#### REQUEST A
Pull out every line in the entries that contains the word "reflected".

#### SOURCE EXTRACT

Categories
Uncategorized

Happy Birthday, Noisy Channel!

Actually, I’m a few days late: Monday, April 6th was the 1-year anniversary of The Noisy Channel. I was looking back at my first post and I’m happy to see that, while both the content and readership of this blog have broadened over the past year of growth, my focus has stayed true to my original inspiration to blog.

I don’t know what the next year will bring, but I’m glad to know that I start it with a thriving community of readers and contributors that I couldn’t imagine assembling when I started this venture a year ago. I promise to continue working to earn your attention and spend it wisely.

Categories
Uncategorized

Guest Post: Exploring Visual Similarity with Modista

Guest posts are always a pleasure, but today I’m particularly delight to have AJ Shankar of Modista share his thoughts about visual exploration.

My friend Arlo and I co-founded Modista, a web site that uses computer vision algorithms and a novel user interface to enable product exploration and discovery on the web. The premise is simple: click on an item (a shoe, watch, handbag, …) and Modista will automatically show you items that look similar to it. Repeat the process and soon you’ll find yourself exploring hundreds of items in an intuitive fashion — one of which you’ll want to buy (hopefully).

Rather than focusing on Modista’s two main components, its computer vision algorithms and its structured grid display, I’d like to discuss some of the less obvious, but still important, goals we have for the site.

Goal: Take exploration cues from real life

One of our goals with Modista is to bring a bit of the real-life mall shopping experience to the web. When you go to a mall to buy a pair of shoes, you’re more likely to come out with one than if you visited an online retailer, even though the online shop has a much, much larger selection, often at lower prices to boot. Why?

We think a major component of the answer is the ease of exploration. It’s trivial to walk around a shoe store and notice something that strikes your fancy.

#### INFORMATION SHOWN
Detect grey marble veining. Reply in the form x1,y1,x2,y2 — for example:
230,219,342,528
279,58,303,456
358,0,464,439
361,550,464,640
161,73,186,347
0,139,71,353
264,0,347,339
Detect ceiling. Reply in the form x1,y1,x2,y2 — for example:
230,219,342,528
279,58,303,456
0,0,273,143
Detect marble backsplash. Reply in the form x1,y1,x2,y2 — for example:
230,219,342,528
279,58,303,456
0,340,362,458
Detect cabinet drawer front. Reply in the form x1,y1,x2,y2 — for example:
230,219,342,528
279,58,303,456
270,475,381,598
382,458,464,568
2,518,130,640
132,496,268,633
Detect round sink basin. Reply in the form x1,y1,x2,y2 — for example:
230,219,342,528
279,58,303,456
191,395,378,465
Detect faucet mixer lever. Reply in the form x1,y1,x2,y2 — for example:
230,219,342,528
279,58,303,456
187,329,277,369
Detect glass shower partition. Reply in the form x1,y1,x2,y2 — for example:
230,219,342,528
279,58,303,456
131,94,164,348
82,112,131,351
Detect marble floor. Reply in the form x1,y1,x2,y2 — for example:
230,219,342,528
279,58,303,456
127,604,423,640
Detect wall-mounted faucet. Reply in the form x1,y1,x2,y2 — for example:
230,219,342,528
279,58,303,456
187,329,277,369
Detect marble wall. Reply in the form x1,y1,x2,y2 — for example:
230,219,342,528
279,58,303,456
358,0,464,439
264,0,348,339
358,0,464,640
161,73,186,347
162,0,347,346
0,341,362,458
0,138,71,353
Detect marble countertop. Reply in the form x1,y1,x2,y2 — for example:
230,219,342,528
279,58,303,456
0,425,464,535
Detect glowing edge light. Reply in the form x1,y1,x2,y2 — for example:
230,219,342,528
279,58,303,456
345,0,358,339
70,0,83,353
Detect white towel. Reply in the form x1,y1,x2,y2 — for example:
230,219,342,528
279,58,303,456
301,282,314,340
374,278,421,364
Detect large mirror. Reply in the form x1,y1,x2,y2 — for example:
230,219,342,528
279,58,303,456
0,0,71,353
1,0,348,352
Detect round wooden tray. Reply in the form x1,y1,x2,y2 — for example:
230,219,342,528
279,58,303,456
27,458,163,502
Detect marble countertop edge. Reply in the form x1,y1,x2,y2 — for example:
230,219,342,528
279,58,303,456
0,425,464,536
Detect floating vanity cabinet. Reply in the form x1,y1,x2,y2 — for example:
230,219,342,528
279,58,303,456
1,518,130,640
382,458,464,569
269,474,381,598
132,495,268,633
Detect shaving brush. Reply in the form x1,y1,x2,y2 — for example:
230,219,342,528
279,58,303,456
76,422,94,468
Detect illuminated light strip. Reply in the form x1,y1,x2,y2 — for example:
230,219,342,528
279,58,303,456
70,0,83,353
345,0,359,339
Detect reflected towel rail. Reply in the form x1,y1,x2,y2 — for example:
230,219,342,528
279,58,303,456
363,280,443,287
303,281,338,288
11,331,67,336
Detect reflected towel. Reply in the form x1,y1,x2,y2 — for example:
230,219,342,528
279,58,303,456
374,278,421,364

#### REQUEST B
According to the blog page, on what day was the one-year anniversary of The Noisy Channel?

#### ANSWER A
Detect reflected towel rail. Reply in the form x1,y1,x2,y2 — for example:
Detect reflected towel. Reply in the form x1,y1,x2,y2 — for example:

#### ANSWER B
Monday, April 6th.